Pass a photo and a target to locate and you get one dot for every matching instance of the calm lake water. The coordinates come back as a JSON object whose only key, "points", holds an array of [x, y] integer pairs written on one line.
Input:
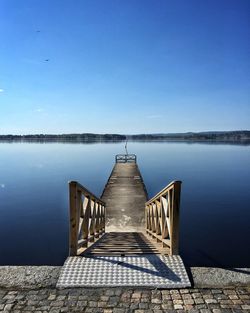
{"points": [[215, 200]]}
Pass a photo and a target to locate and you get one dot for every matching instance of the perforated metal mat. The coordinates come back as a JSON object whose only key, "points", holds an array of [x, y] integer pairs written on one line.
{"points": [[149, 270]]}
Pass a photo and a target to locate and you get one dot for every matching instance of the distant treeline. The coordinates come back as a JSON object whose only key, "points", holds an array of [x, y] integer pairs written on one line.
{"points": [[225, 136], [86, 137]]}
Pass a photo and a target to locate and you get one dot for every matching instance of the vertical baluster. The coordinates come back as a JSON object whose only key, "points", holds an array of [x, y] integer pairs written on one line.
{"points": [[174, 218], [74, 217]]}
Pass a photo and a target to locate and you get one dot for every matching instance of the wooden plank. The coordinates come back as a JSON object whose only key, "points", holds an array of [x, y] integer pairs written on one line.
{"points": [[125, 196], [122, 243], [74, 218]]}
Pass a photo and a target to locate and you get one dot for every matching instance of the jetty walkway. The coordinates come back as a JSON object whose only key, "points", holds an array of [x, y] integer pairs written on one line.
{"points": [[124, 239]]}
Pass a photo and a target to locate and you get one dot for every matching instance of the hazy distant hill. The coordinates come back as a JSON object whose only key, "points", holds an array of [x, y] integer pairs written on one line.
{"points": [[214, 136]]}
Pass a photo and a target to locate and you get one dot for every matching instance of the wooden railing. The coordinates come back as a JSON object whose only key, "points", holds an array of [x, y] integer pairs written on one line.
{"points": [[87, 218], [125, 158], [162, 217]]}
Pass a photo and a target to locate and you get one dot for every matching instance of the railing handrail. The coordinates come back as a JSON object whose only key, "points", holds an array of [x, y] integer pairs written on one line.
{"points": [[86, 192], [163, 191], [87, 218], [162, 217]]}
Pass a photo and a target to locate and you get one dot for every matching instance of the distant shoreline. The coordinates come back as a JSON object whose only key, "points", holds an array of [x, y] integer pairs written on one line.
{"points": [[241, 137]]}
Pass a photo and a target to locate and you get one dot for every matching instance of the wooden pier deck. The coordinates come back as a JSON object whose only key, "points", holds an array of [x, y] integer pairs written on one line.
{"points": [[125, 196], [122, 238]]}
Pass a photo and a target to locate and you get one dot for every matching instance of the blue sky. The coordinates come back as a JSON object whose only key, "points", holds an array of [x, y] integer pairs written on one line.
{"points": [[126, 67]]}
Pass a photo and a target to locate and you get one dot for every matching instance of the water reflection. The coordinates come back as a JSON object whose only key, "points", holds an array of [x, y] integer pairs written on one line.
{"points": [[214, 205]]}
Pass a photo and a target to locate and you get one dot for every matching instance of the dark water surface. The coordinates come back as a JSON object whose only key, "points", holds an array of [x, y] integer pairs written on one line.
{"points": [[215, 201]]}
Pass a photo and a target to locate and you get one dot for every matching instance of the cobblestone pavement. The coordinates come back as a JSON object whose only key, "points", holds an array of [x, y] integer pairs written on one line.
{"points": [[122, 300]]}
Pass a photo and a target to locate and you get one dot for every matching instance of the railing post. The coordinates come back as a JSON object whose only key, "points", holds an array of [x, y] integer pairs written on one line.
{"points": [[174, 218], [74, 218]]}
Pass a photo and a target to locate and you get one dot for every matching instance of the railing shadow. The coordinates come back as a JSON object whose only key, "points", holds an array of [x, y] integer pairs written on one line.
{"points": [[162, 270]]}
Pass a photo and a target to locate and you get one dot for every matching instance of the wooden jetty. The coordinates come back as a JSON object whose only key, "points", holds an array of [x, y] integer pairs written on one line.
{"points": [[125, 196], [124, 228]]}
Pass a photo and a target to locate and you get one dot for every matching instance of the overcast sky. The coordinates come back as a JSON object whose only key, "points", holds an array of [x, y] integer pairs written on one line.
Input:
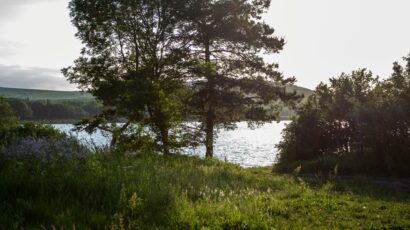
{"points": [[324, 38]]}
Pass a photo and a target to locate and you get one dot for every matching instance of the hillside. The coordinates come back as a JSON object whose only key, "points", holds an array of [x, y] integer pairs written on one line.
{"points": [[34, 94]]}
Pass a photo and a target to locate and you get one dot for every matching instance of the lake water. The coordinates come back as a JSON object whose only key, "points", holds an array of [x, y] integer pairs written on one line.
{"points": [[244, 146]]}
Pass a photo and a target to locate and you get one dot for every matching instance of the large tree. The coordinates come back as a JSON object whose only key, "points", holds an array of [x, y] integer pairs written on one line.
{"points": [[232, 81], [130, 61]]}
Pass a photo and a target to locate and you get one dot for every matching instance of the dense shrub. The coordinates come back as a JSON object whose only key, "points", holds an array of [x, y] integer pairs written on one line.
{"points": [[359, 120]]}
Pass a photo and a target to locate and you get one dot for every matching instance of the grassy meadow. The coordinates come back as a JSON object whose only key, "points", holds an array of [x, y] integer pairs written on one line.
{"points": [[116, 191]]}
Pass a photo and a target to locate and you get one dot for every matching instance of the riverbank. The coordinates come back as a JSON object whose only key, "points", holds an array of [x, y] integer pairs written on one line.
{"points": [[180, 192]]}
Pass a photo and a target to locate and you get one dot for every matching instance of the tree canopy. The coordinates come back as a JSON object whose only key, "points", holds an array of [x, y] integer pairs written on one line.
{"points": [[358, 119], [231, 79], [130, 62], [158, 63]]}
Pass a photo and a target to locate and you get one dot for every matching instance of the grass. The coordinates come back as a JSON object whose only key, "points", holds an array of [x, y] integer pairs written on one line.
{"points": [[159, 192]]}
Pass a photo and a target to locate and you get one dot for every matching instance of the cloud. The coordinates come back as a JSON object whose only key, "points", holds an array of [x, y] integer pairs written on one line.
{"points": [[9, 8], [32, 78]]}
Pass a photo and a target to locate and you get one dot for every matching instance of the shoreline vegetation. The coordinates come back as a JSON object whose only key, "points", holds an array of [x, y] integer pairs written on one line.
{"points": [[117, 191], [158, 64]]}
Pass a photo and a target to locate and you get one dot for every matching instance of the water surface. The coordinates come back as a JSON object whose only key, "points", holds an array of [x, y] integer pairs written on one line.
{"points": [[244, 146]]}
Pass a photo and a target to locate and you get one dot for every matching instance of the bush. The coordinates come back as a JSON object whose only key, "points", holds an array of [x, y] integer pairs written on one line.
{"points": [[357, 121]]}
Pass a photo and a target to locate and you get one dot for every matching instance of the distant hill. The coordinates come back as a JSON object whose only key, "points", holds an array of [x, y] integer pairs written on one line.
{"points": [[34, 94]]}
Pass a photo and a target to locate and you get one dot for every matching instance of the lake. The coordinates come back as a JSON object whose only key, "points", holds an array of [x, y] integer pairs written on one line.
{"points": [[243, 146]]}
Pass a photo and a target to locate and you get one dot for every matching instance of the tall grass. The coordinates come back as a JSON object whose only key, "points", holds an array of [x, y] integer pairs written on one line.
{"points": [[115, 191]]}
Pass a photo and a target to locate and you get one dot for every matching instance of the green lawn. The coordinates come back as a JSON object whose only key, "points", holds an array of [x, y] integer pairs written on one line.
{"points": [[179, 192]]}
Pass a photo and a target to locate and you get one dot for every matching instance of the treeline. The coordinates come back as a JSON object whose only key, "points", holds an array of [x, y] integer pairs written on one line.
{"points": [[356, 124], [47, 110]]}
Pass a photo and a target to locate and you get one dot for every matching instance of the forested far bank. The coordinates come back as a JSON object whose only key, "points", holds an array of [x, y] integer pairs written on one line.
{"points": [[71, 107], [51, 111], [356, 124]]}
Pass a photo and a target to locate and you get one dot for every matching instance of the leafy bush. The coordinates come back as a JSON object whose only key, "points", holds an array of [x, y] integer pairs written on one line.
{"points": [[357, 120]]}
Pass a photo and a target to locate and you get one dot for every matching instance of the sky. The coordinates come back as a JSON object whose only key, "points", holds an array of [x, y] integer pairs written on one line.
{"points": [[323, 39]]}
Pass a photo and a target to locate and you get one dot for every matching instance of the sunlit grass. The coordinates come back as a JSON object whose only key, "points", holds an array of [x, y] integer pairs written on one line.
{"points": [[179, 192]]}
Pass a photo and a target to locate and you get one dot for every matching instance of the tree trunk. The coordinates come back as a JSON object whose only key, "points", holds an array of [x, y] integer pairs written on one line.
{"points": [[209, 121], [209, 135], [165, 141]]}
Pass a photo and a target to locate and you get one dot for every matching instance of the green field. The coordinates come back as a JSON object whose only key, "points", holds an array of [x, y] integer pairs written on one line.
{"points": [[33, 94], [179, 192]]}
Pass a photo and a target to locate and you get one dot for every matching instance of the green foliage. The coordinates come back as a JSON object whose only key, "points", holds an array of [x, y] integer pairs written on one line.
{"points": [[34, 94], [54, 110], [7, 116], [357, 119], [131, 63], [231, 80], [12, 135], [158, 192]]}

[Exercise brief]
Starting with the line that contains "of the sunlit", output every line through the end of the listing above, unchanged.

[Exercise answer]
Pass a photo and a target to locate and you get one dot for every matching instance of the sunlit grass. The coordinates come back as a JSON object whose only key, "points", holds an array of [x, y] integer pairs written on one line.
{"points": [[179, 192]]}
Pass a photo and a target to locate and you get one dot for every matching instance of the tree trunk. The coordinates come back as a JSON object whose only key, "points", holds an array of [x, y] integer pairs written on one line.
{"points": [[209, 121], [209, 135], [165, 141]]}
Pass a photo and a target to locate and you get one dot for every matching instance of the green field. The coordinates come back as a JSON object whose only key, "points", holds an array of [x, y] integer pairs written on one line.
{"points": [[33, 94], [179, 192]]}
Pass a photo and a target to locate and you get one dot for every matching instance of the green foliage. The coordinates come back as a JSON object whose only key, "points", holds an array of [x, y] integer pairs written on one line.
{"points": [[34, 94], [54, 110], [7, 116], [357, 119], [131, 63], [231, 80], [12, 135], [158, 192]]}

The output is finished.